L'opération s'est déroulée dans la plus grande discrétion. Lundi matin, 6
heures, le maire de Montréal, Michael Applebaum, a été arrêté à son domicile.
Seuls une poignée de policiers avaient été mis dans la confidence. L'élu,
interpellé en même temps que deux autres hommes publics, va être entendu dans la
journée par l'Unité permanente anticorruption à propos d'une vaste affaire de
corruption qui empoisonne le Québec depuis plusieurs années.
Selon les révélations de la presse québécoise, qui multiplie les articles à
ce sujet depuis 2009, l'industrie locale de la construction est gangrenée par la
mafia sicilienne, qui verse en retour de multiples pots-de-vin aux élus
municipaux. Le scandale a entraîné, en 2012, la formation d'une commission
publique d'enquête, dite
commission Charbonneau, chargée de tirer au clair la réalité de ce système
de corruption. Et les premières révélations sont explosives.
Des camionnettes pleines de cadeaux pour les fonctionnaires
L'un des plus gros entrepreneurs de la province, Lino Zambito, a ainsi confié en octobre comment certaines
entreprises du BTP se sont regroupées en cartel pour s'assurer, à coups
d'intimidations contre les sociétés indépendantes, l'octroi de la totalité des
marchés publics. Le cartel devait reverser, en espèces, 2,5% du montant des
contrats à la mafia sicilienne, 3% au parti politique du maire de Montréal alors
en exercice, Gérard Tremblay, et 1% à un ingénieur corrompu de la ville. Ce
coûteux système de pots-de-vin avait entraîné, selon l'entrepreneur, un
gonflement des factures de l'ordre de 20%.
━━━━━━━━━━━━━━━━━━━━
== Consigne ==
Poursuivez l'article sur l'arrestation du maire de Montréal en reprenant après sa dernière phrase. Le matériel qui suit n'est pas nécessaire.

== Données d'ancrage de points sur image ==
━━━━━━━━━━━━━━━━━━━━
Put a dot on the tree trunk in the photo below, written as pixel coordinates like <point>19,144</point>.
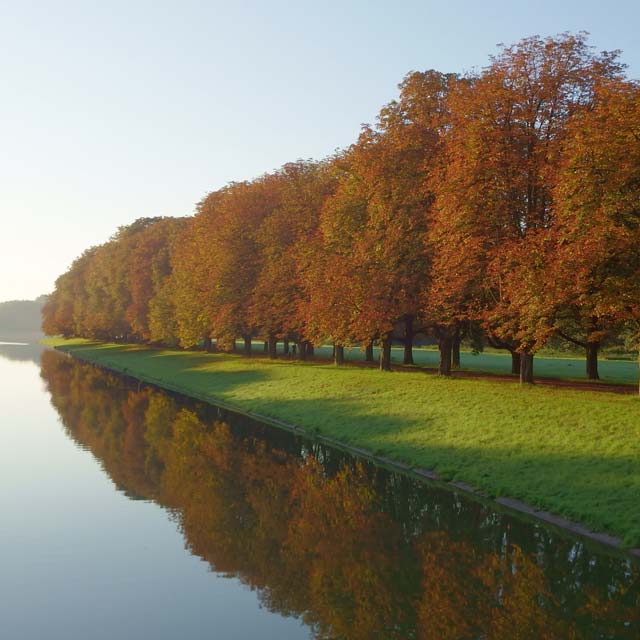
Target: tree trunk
<point>592,360</point>
<point>385,353</point>
<point>444,345</point>
<point>515,363</point>
<point>455,349</point>
<point>368,352</point>
<point>408,340</point>
<point>273,346</point>
<point>526,368</point>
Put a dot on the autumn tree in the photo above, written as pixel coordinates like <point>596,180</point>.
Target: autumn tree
<point>503,150</point>
<point>597,249</point>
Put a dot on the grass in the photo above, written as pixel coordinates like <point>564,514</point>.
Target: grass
<point>559,367</point>
<point>574,453</point>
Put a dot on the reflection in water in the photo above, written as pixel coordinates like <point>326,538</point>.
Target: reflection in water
<point>353,550</point>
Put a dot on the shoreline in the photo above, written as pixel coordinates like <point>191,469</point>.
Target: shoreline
<point>499,502</point>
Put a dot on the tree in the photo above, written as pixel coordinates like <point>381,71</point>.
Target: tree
<point>503,149</point>
<point>598,209</point>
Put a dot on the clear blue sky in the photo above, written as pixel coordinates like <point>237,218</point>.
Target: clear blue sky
<point>110,111</point>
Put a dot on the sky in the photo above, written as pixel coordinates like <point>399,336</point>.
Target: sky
<point>111,111</point>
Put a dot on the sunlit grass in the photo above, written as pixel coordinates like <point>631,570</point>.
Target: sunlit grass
<point>576,453</point>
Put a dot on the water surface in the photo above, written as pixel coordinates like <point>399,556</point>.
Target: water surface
<point>128,512</point>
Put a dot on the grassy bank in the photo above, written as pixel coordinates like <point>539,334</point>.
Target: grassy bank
<point>559,366</point>
<point>574,453</point>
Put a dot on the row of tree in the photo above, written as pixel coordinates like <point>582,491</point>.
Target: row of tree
<point>501,206</point>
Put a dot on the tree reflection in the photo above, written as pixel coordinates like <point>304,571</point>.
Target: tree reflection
<point>353,550</point>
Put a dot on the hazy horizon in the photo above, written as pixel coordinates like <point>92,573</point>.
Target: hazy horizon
<point>117,112</point>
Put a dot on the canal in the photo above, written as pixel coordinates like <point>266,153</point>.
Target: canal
<point>129,512</point>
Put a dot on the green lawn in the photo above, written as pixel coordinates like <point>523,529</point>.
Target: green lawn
<point>575,453</point>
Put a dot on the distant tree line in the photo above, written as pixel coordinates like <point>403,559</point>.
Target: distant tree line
<point>501,206</point>
<point>21,316</point>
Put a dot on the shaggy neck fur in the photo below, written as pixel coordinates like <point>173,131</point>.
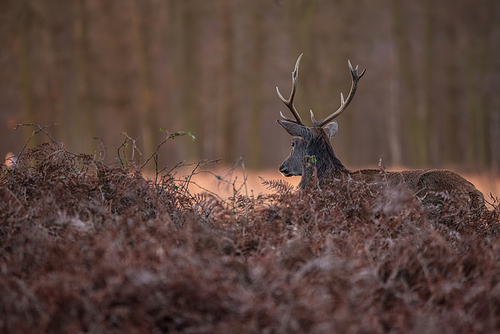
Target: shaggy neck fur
<point>327,165</point>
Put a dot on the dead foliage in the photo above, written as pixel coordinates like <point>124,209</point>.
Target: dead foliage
<point>86,247</point>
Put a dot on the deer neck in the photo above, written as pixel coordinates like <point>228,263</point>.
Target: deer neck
<point>321,165</point>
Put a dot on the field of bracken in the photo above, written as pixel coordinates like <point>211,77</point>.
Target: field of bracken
<point>92,248</point>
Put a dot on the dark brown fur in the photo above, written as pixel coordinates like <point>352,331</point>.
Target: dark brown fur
<point>428,185</point>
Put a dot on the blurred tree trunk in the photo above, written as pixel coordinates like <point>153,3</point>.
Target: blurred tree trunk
<point>414,120</point>
<point>185,36</point>
<point>425,101</point>
<point>83,66</point>
<point>258,59</point>
<point>450,94</point>
<point>146,117</point>
<point>26,71</point>
<point>228,111</point>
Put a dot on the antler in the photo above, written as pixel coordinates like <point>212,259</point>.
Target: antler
<point>289,102</point>
<point>344,104</point>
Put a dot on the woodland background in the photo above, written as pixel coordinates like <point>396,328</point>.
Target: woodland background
<point>99,68</point>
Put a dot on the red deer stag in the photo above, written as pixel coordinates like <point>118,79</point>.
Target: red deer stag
<point>312,144</point>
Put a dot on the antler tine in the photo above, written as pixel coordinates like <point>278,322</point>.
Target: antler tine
<point>343,103</point>
<point>289,102</point>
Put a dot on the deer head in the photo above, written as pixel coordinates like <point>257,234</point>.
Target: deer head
<point>313,141</point>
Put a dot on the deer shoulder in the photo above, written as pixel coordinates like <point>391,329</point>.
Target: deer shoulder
<point>325,167</point>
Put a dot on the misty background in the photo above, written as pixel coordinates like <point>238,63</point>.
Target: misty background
<point>429,98</point>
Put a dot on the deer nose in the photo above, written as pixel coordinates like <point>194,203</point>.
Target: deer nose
<point>284,171</point>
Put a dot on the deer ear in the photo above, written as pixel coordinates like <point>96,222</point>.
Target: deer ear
<point>296,130</point>
<point>331,129</point>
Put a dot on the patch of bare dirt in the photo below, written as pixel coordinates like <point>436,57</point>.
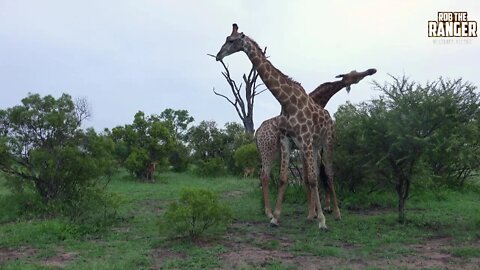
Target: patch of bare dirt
<point>233,194</point>
<point>160,255</point>
<point>373,211</point>
<point>60,259</point>
<point>8,254</point>
<point>245,251</point>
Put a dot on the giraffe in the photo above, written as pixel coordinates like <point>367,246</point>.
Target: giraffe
<point>307,123</point>
<point>151,171</point>
<point>267,136</point>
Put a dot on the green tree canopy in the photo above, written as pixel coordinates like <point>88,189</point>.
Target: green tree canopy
<point>411,132</point>
<point>43,147</point>
<point>147,140</point>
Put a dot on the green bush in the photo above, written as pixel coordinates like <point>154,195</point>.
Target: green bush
<point>246,156</point>
<point>213,167</point>
<point>179,158</point>
<point>197,211</point>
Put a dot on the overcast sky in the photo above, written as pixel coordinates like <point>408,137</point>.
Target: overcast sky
<point>125,56</point>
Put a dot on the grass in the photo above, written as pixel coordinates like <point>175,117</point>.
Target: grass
<point>135,242</point>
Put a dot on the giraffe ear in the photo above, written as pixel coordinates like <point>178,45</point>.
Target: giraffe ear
<point>234,28</point>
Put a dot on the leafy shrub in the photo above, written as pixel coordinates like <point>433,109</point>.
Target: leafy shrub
<point>179,158</point>
<point>213,167</point>
<point>197,211</point>
<point>246,156</point>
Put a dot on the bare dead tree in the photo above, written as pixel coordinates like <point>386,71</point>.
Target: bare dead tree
<point>82,109</point>
<point>243,106</point>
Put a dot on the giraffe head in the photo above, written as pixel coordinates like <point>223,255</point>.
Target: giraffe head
<point>235,42</point>
<point>354,77</point>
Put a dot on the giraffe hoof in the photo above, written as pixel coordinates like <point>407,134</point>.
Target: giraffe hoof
<point>274,223</point>
<point>322,228</point>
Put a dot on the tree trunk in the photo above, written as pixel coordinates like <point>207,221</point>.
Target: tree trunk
<point>403,189</point>
<point>248,125</point>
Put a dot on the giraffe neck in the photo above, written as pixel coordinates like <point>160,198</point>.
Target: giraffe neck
<point>322,94</point>
<point>281,86</point>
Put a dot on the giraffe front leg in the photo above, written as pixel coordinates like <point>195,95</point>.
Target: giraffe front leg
<point>310,203</point>
<point>329,182</point>
<point>285,159</point>
<point>266,199</point>
<point>312,181</point>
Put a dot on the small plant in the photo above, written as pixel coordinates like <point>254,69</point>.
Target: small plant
<point>246,156</point>
<point>213,167</point>
<point>197,211</point>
━━━━━━━━━━━━━━━━━━━━
== Réponse ==
D'autres fonctionnaires corrompus ont avoué avoir touché illégalement 500.000
dollars au cours de leur carrière. L'un d'entre eux a raconté devant la
commission comment des camionnettes pleines de cadeaux pour les fonctionnaires
se rendaient «deux à trois fois par jour» à l'Hôtel de Ville à l'approche de
Noël. «Je me réjouissais de l'arrivée d'un nouvel entrepreneur à Montréal: plus
de cadeaux à Noël!», a confié celui qui a aussi pu bénéficier de voyages luxueux
dans les Caraïbes payés par la mafia. Selon ce fonctionnaire, la corruption
faisait partie de la «culture d'entreprise» de la municipalité.
Perquisitions au précédent poste d'Applebaum
Le dévoilement de l'existence de ce système de financement illégal des partis
politiques québécois a entraîné la démission du maire de Montréal, Gérald Tremblay, en novembre
2012. Ce dernier avait été remplacé par Michael Applebaum, qui devait assurer
l'intérim jusqu'aux prochaines élections municipales, prévues en novembre.
On ignore pour le moment les raisons pour lesquelles Michael Applebaum a été
arrêté. L'unité anticorruption avait mené, il y a quelques semaines, plusieurs perquisitions à l'hôtel de ville de Montréal, au
siège d'Union Montréal, parti dissous de Tremblay et Applebaum, et au bureau de
l'arrondissement Côte-des-Neiges-Notre-Dame-de-Grâce, dirigé jusqu'à cet automne par Michael Applebaum.